* [WORK TO BE COMPLETED]:
Rewrite the listing below, swapping every "reflector" for "lamp" and leaving everything else unchanged. Omit the pictures from your answer.

* [INFORMATION PROVIDED]:
####
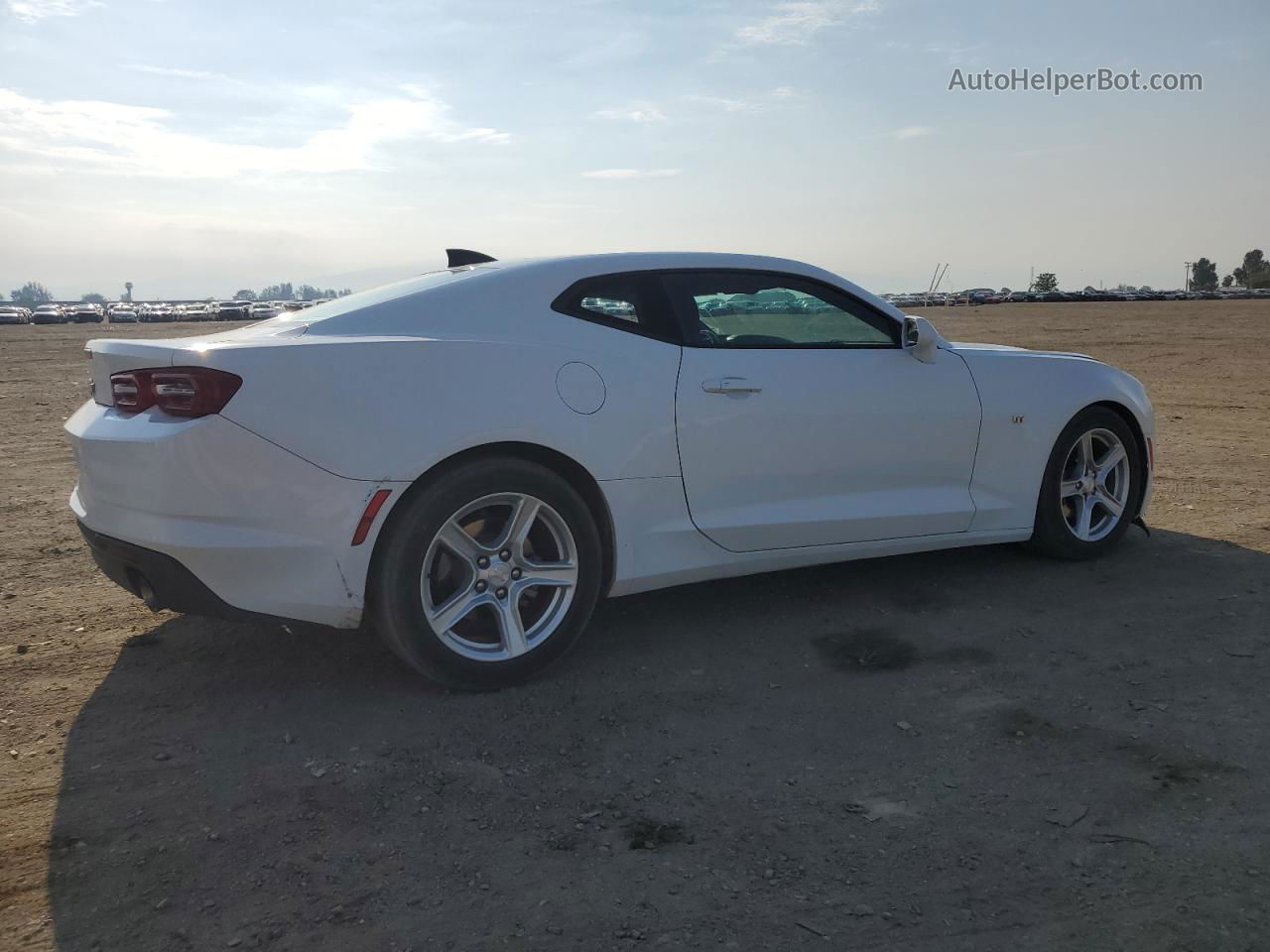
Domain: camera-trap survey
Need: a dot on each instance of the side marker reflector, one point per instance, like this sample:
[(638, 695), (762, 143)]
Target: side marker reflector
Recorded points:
####
* [RESPONSE BELOW]:
Domain: camera-trap survey
Need: a dot on each instance of the side marker lamp, one point per instance, like this sample:
[(638, 695), (762, 143)]
Target: side marker lamp
Recorded points:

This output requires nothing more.